Count the lines in the records below that contain the word "court", and give only that number.

───── Available records ─────

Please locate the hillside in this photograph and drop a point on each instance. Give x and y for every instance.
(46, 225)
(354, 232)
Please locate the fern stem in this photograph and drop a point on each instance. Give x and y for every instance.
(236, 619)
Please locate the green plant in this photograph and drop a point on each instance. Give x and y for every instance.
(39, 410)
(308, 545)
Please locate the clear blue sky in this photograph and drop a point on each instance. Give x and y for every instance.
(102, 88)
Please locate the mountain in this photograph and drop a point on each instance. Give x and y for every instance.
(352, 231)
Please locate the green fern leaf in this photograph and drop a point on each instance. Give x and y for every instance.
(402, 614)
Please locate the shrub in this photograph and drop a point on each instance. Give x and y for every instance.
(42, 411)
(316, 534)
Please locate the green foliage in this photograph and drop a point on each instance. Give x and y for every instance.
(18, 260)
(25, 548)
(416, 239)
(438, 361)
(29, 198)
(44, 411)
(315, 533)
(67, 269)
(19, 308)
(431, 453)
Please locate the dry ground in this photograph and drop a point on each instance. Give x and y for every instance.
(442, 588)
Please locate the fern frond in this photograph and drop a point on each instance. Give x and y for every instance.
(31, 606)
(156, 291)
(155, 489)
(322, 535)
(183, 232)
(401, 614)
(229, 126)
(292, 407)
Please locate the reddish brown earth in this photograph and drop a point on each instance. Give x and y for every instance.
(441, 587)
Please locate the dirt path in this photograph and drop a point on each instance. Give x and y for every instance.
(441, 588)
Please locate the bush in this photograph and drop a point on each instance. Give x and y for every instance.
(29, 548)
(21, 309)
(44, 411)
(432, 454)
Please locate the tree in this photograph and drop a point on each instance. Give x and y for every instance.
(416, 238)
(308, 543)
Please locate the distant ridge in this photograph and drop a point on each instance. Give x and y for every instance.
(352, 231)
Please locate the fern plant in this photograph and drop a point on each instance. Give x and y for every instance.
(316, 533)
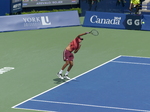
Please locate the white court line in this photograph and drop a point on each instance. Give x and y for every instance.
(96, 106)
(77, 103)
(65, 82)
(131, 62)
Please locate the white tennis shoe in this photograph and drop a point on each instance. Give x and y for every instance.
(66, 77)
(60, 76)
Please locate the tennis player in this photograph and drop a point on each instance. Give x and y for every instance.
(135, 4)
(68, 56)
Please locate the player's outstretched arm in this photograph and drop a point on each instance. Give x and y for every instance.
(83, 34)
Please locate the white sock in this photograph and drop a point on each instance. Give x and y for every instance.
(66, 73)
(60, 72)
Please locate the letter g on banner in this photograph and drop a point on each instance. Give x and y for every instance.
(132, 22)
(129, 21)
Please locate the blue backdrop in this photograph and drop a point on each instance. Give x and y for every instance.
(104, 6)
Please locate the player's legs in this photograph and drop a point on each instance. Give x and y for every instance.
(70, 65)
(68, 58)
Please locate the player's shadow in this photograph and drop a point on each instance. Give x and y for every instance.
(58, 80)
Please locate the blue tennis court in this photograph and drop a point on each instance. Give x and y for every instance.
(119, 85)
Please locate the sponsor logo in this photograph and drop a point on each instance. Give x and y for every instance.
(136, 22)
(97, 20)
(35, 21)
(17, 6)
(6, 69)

─────
───── Available records ─────

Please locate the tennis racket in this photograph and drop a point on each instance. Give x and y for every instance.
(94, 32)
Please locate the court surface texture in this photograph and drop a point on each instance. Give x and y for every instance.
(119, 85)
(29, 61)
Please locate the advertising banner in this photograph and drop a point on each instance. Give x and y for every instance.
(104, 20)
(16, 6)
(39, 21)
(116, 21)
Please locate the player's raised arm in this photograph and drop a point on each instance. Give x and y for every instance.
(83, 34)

─────

# Result of the exercise
3